**List of tasks**:
1. Say whether each statement below agrees with the passage on testing speech recognizers with added noise. Answer yes or no for each, and quote the words of the passage that decide it. (a) A system is generally trained under several noise levels. (b) The noise should start a few seconds before the test utterance starts. (c) The moment the noise starts should be tied to the beginning of the words.
2. List every distinct word in the passage on testing speech recognizers with added noise that begins with the letters "recogni".
3. Write the next part of the passage on testing speech recognizers with added noise, picking up after its final sentence.

**Text section**:
Once the recognition system has been trained, it can be tested under a set of specified conditions. These conditions may involve adding noise to speech from a database or applying other manipulations to the speech. It is often required that the training has to be adapted to these conditions, e.g. training with noise , etc.
If test conditions involve noise addition, some special precautions have to be made. First it is good to realise that, for a test with added noise, it is possible to have the system trained with or without noise. Because retraining for several noise levels takes additional time, a system is generally trained under one condition of noise, and tested under various conditions.
Secondly, it is very important to add the noise continuously and
independently of the speech. This means that the moment at
which the noise starts must be independent of the beginning and
ending of the words. The reason is that if there is a connection
between the start of the noise and the start of a word, this would
give a clue to the recognition system where the beginning of the word
is, and especially for the assessment of connected word recognition
systems this is a major design consideration. In practice, this means
that the noise should start a few seconds before the test utterance
starts and end only after the recognised words are given. The safest
method for stationary types of noise, however, is to have the noise
continuously available at the recogniser input.

**Dataset extract**:
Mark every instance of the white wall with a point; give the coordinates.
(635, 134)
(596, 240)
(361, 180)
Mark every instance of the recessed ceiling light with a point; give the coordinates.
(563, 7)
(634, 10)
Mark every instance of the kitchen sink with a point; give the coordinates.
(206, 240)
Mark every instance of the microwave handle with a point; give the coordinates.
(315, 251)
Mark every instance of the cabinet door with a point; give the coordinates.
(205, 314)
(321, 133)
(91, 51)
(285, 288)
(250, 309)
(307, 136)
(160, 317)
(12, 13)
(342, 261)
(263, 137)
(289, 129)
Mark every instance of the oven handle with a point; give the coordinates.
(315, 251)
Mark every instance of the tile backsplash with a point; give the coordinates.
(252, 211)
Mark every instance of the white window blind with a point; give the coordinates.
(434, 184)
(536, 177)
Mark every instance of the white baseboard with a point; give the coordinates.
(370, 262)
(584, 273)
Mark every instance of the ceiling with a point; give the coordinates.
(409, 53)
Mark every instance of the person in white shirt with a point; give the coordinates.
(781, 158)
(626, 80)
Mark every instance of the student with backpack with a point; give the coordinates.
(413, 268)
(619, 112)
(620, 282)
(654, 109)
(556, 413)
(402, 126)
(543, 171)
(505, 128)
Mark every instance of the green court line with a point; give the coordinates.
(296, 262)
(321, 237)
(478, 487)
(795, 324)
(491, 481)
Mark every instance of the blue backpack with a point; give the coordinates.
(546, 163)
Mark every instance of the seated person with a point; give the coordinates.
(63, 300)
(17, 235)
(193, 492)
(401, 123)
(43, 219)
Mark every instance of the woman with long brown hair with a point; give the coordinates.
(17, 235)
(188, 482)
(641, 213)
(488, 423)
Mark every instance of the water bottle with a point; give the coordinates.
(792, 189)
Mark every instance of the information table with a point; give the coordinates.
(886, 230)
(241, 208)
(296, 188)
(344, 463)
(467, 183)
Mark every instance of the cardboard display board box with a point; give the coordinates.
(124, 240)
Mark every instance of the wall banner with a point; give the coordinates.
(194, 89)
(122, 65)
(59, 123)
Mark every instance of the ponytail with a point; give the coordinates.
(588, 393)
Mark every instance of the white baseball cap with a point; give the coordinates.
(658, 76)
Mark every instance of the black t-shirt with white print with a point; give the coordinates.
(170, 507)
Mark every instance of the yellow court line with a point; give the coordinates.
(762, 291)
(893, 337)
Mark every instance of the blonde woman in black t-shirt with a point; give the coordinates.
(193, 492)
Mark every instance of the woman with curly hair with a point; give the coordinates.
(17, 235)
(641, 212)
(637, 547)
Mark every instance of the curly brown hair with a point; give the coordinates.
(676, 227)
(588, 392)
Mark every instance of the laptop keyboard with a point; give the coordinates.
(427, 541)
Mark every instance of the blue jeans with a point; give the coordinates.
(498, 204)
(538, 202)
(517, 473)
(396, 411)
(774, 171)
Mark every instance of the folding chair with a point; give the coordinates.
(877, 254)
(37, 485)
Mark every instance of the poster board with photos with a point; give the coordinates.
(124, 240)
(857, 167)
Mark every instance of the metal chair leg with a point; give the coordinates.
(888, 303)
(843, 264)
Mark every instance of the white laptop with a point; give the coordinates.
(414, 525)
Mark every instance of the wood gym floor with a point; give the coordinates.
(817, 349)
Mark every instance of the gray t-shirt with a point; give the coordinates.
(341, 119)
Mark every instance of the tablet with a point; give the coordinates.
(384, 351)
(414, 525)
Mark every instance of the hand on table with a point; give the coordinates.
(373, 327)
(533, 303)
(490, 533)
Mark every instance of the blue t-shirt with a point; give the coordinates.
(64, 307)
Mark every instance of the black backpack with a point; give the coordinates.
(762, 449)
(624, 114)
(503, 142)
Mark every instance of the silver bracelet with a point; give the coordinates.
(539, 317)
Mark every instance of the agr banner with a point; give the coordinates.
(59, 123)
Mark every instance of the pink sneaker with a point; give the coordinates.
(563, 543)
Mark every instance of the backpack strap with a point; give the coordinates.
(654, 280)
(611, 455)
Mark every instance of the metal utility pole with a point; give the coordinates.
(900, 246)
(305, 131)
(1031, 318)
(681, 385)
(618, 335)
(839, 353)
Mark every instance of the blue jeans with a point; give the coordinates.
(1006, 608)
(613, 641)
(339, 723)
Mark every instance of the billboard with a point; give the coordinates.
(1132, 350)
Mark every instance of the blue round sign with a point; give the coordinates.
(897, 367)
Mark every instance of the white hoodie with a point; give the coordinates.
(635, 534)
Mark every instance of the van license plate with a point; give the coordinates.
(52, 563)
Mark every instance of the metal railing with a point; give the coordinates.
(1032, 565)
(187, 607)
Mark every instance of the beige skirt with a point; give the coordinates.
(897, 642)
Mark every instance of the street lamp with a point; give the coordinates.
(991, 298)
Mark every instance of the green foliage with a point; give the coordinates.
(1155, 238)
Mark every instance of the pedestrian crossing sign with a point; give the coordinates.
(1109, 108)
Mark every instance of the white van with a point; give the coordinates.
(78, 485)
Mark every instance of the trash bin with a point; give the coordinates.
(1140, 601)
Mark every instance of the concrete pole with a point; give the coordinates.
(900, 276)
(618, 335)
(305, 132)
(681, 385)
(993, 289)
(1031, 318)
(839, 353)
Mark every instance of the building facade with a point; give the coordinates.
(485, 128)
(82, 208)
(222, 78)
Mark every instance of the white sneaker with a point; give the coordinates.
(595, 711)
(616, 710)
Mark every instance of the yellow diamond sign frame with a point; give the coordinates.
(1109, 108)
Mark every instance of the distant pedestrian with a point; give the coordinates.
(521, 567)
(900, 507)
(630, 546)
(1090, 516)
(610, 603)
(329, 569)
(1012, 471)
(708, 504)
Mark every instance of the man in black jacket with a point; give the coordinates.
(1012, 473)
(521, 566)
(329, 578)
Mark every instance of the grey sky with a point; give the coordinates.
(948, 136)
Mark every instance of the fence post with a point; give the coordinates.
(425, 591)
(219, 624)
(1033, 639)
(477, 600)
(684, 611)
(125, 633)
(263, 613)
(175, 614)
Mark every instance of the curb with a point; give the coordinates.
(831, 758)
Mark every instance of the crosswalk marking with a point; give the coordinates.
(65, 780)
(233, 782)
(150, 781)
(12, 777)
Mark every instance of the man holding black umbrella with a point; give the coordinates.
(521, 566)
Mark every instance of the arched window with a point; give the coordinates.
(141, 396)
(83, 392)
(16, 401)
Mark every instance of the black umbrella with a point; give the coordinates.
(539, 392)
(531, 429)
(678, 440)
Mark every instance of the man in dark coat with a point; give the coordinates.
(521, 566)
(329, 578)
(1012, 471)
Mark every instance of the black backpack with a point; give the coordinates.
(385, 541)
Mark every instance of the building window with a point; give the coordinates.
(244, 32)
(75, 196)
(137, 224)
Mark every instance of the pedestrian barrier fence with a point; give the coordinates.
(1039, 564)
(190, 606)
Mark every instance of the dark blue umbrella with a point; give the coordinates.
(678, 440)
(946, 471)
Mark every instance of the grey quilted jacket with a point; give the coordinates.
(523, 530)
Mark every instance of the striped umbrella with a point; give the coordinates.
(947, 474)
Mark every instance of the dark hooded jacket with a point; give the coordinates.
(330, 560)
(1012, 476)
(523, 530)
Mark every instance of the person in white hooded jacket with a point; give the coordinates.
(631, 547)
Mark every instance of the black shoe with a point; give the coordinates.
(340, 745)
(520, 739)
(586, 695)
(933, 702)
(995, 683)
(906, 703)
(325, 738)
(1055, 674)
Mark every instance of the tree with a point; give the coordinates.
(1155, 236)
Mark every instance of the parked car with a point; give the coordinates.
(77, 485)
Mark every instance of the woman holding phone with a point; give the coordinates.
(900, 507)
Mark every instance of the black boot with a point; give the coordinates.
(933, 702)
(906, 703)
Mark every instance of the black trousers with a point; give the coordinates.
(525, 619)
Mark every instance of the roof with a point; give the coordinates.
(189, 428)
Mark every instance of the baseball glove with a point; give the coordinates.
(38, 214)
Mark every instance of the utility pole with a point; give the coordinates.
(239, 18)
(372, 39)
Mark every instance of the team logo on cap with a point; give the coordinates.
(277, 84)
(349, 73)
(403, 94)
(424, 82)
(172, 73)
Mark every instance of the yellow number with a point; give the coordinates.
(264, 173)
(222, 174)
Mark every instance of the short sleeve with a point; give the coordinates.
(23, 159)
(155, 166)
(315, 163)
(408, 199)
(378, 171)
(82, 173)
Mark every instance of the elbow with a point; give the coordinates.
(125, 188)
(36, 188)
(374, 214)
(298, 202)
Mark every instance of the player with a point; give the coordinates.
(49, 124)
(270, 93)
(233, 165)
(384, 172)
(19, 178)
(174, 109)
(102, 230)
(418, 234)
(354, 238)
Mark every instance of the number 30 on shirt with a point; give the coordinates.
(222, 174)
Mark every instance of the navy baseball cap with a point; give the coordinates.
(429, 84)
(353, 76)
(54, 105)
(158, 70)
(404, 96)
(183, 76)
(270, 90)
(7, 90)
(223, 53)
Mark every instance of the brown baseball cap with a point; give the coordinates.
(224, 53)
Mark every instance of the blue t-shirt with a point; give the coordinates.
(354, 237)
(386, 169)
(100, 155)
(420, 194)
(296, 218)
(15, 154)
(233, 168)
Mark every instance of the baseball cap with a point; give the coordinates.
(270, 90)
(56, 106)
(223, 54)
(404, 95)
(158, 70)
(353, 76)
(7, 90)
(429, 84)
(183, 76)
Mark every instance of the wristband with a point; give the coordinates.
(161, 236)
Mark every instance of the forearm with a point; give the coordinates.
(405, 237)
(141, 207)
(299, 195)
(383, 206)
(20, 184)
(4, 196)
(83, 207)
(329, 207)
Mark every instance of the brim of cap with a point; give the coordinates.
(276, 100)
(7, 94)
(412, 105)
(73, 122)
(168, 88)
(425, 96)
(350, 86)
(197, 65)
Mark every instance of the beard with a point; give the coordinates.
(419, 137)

**Task responses**:
1.
(a) No: "a system is generally trained under one condition of noise, and tested under various conditions"
(b) Yes: "the noise should start a few seconds before the test utterance starts"
(c) No: "the moment at which the noise starts must be independent of the beginning and ending of the words"

2. recognition, recognised, recogniser

3.
RECOMMENDATION 7
If you test a recognition system under noise conditions,
make sure that the noise signal is continuously available, or at least
during the period extending from some time before the recognition
starts until some time after the recognition has ended.
One way to achieve this is to add analogue noise ``outside'' the playback device. For simplicity, it would not be a bad idea at all to have a playback device produce the noise during the test, although a disadvantage can be the need for careful adjustment of the SNR . This means that there is less control over the noise level (and thus the signal-to-noise ratio ), and one must assure that the levels are correct by measuring the electrical signals (see Chapter 8 for instructions on how to do this). For this purpose the software tool Speech Level Meter (SLM), developed under SAM , can be used (see Appendix E).
The more modern approach to addition of noise is to make a digital addition of noise and test the speech signal. This allows variation of noise within a series of tests quite easily, and signal-to-noise measurements can be performed on a digital level before the mixed signal is fed to the recogniser .
If two signals of comparable level are to be added with limited dynamic range (i.e. the number of bits to represent a sample, often 16bits), the sample values of both signals have to be divided by 2 first. This is a level reduction of 6dB, while the addition of two uncorrelated signals leads to an increase of the signal level by only 3dB. Thus, the total reduction of the level after the signals have been added is 3dB. This effect of level reduction due to addition of signals is typically connected to digital signals.
In the case of analogue mixture of equal-level signals, the
individual signals have to be attenuated by only 3dB before they are
added, leading to a net null level change. In case the speech level
and the noise level are very different, one could in principle use a
smaller reduction of the signals, but the reduction of 6dB is very
convenient in practice, because it can be implemented as a simple
bit-shift in digital addition.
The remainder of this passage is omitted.